- SOURCE PASSAGE

*-*-*

NOT PRECEDENTIAL
UNITED STATES COURT OF APPEALS FOR THE THIRD CIRCUIT ____________
No. 25-1847 ____________
JIM WANG; DEAN WANG; YU BAI, Appellants
v.
MASERATI NORTH AMERICA, INC.; JOHN DOES 1-10 ____________
On Appeal from the United States District Court for the District of New Jersey (D.C. No. 1:23-cv-02402) District Judge: Hon. Karen M. Williams ____________
Submitted Under Third Circuit L.A.R. 34.1(a) March 9, 2026
Before: HARDIMAN, KRAUSE, and MASCOTT, Circuit Judges
(Filed: April 3, 2026)
____________
OPINION * ____________
* This disposition is not an opinion of the full Court and pursuant to I.O.P. 5.7 does not constitute binding precedent. HARDIMAN, Circuit Judge.
New Jersey homeowners Jim and Dean Wang, along with their mother, Yu Bai
(collectively, the Wangs), appeal a summary judgment for Maserati North America, Inc.
(Maserati) on their strict product liability claims. We will affirm.
I
The Wangs rented their suburban home to Tyrese Maxey, a professional basketball
player with the Philadelphia 76ers. While Maxey’s family members were enjoying the
Christmas Eve holiday, a serious fire broke out and significantly damaged the home. The
expert witness hired by the Wangs, Nicholas Palumbo, opined that the fire originated in
the engine compartment of a vehicle manufactured by Maserati and stored in the home’s
integral garage. The vehicle was destroyed. 1
The vehicle was first sold by a Maserati dealer in August 2018 in Louisville,
Kentucky. Nearly two years later, Maxey purchased it from an auto shop in Dallas,
Texas. And in 2021, it was transported to his home in New Jersey. Maxey drove the
vehicle infrequently, though it had received maintenance work at least three times since
its first sale.

*-*-*

- DATA
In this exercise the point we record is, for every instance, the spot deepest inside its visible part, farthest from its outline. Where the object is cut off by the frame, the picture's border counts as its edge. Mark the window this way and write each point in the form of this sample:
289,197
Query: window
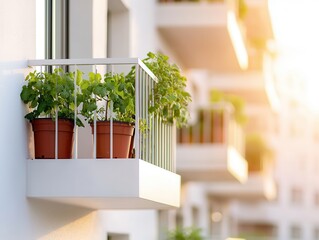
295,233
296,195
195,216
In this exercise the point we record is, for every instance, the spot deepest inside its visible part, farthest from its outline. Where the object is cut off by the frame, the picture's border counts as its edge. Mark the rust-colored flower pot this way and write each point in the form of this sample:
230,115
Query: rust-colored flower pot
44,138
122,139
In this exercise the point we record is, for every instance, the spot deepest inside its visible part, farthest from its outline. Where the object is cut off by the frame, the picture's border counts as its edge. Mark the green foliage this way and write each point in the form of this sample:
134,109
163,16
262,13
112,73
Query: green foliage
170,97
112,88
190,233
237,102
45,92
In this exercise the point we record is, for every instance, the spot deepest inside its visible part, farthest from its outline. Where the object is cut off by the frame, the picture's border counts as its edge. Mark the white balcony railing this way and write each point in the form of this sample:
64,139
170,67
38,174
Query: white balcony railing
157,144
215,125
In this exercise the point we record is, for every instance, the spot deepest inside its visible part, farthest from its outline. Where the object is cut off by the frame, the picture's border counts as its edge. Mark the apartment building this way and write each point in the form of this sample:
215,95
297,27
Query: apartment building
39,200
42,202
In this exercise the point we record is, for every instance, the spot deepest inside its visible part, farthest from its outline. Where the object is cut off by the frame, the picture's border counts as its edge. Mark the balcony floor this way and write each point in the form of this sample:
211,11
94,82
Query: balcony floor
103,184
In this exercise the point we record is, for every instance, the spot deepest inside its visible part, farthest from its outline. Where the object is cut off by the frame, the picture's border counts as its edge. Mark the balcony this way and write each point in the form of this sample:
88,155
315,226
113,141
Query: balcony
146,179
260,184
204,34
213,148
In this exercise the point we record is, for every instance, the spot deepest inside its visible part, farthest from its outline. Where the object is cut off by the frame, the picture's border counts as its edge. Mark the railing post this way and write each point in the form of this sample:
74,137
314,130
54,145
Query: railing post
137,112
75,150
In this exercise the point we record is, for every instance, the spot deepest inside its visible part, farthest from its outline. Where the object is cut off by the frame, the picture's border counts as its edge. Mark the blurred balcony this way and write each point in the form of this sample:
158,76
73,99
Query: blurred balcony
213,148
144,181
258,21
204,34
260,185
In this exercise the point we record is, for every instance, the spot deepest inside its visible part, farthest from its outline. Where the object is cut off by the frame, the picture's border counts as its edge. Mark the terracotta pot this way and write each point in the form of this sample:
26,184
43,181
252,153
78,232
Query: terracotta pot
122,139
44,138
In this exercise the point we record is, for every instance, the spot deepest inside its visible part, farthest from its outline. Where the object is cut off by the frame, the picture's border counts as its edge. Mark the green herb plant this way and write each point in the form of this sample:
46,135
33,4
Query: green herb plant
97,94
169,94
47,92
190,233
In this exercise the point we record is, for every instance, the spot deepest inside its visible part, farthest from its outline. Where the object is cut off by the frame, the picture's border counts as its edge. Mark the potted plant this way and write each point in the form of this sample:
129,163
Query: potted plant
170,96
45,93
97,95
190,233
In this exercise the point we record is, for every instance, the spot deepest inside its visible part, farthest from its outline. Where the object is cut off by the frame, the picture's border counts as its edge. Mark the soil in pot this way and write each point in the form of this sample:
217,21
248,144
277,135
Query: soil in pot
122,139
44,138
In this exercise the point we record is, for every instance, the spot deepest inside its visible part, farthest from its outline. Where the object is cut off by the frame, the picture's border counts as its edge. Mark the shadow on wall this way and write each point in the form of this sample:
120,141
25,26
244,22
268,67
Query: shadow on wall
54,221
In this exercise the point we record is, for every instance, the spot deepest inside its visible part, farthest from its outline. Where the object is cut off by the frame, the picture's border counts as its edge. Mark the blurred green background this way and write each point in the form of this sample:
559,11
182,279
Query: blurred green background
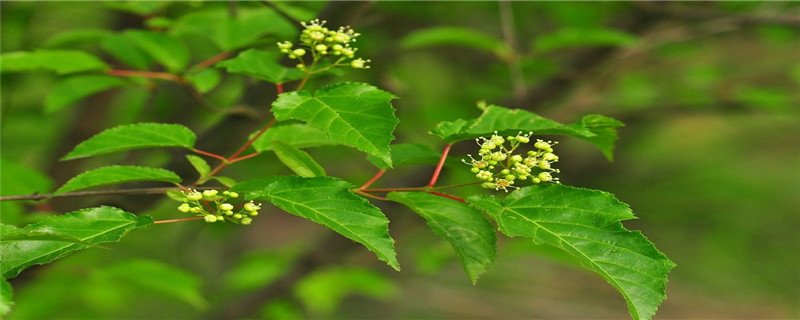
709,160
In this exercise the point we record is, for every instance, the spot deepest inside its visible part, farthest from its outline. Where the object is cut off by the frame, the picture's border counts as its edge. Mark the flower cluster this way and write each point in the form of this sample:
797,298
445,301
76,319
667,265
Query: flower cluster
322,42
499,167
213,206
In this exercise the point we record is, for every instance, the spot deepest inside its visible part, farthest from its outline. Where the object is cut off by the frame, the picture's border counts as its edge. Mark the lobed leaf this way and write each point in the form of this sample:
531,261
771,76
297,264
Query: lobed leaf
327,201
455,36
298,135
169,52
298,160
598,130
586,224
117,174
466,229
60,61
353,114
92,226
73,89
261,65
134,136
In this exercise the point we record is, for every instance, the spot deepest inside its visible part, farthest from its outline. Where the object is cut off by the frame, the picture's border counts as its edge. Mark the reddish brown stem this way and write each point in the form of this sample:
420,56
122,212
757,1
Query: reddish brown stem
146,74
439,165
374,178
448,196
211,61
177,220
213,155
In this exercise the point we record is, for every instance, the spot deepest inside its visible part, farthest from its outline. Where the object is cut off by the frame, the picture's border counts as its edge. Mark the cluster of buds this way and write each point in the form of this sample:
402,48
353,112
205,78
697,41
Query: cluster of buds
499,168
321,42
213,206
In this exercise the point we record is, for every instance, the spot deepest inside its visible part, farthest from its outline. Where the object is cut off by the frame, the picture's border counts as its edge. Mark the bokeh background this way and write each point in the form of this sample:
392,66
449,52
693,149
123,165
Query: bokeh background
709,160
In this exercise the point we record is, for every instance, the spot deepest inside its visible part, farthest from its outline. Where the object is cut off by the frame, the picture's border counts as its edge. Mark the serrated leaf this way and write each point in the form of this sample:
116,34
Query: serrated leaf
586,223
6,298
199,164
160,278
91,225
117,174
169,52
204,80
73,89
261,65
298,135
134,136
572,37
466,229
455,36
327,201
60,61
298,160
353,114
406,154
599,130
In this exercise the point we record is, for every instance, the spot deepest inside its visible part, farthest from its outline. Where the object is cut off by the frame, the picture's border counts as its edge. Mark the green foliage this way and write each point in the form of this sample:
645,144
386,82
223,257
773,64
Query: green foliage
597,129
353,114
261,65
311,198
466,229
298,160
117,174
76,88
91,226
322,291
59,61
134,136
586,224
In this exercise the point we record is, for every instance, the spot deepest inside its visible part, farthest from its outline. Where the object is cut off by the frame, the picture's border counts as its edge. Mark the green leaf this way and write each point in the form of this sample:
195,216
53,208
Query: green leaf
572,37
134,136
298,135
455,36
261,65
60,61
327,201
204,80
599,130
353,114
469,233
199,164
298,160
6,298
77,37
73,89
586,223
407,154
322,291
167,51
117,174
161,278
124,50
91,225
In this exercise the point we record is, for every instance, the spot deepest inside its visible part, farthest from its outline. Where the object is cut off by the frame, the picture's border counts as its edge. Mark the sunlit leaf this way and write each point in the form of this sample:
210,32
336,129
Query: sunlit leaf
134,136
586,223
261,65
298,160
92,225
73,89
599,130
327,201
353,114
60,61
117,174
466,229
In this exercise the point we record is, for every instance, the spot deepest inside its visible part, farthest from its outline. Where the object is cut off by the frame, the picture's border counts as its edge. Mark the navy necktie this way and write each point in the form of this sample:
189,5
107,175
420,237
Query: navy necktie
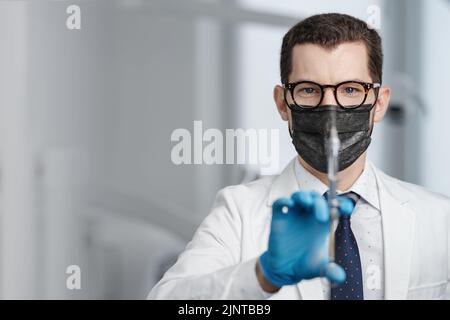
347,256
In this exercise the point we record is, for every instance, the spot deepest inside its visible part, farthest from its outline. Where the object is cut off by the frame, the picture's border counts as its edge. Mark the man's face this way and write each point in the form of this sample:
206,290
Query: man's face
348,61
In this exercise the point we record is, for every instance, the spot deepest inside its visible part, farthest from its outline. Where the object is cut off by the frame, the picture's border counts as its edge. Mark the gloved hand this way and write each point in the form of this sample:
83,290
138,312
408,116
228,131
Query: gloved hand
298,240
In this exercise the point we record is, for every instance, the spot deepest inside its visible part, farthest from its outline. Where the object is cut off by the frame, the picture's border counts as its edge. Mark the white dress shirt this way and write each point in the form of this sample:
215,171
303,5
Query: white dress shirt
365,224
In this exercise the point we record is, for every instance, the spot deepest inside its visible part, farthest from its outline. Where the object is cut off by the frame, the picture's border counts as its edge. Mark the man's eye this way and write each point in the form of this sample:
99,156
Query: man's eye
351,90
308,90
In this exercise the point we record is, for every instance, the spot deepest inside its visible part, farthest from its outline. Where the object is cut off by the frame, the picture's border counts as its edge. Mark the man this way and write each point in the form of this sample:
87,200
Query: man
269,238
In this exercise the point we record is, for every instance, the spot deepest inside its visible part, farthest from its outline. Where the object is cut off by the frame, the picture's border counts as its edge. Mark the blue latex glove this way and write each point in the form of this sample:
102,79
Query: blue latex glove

*-*-*

- EXERCISE A
Revise the court opinion from the words "MASERATI NORTH AMERICA, INC.;" through the words "We will affirm.", putting "directed verdict" where "summary judgment" appears.
- EXERCISE B
According to the court opinion, in what city and state was the vehicle first sold?
The records were drawn from a separate source.

- COMPLETE ANSWER A
MASERATI NORTH AMERICA, INC.; JOHN DOES 1-10 ____________
On Appeal from the United States District Court for the District of New Jersey (D.C. No. 1:23-cv-02402) District Judge: Hon. Karen M. Williams ____________
Submitted Under Third Circuit L.A.R. 34.1(a) March 9, 2026
Before: HARDIMAN, KRAUSE, and MASCOTT, Circuit Judges
(Filed: April 3, 2026)
____________
OPINION * ____________
* This disposition is not an opinion of the full Court and pursuant to I.O.P. 5.7 does not constitute binding precedent. HARDIMAN, Circuit Judge.
New Jersey homeowners Jim and Dean Wang, along with their mother, Yu Bai
(collectively, the Wangs), appeal a directed verdict for Maserati North America, Inc.
(Maserati) on their strict product liability claims. We will affirm.

- COMPLETE ANSWER B
Louisville, Kentucky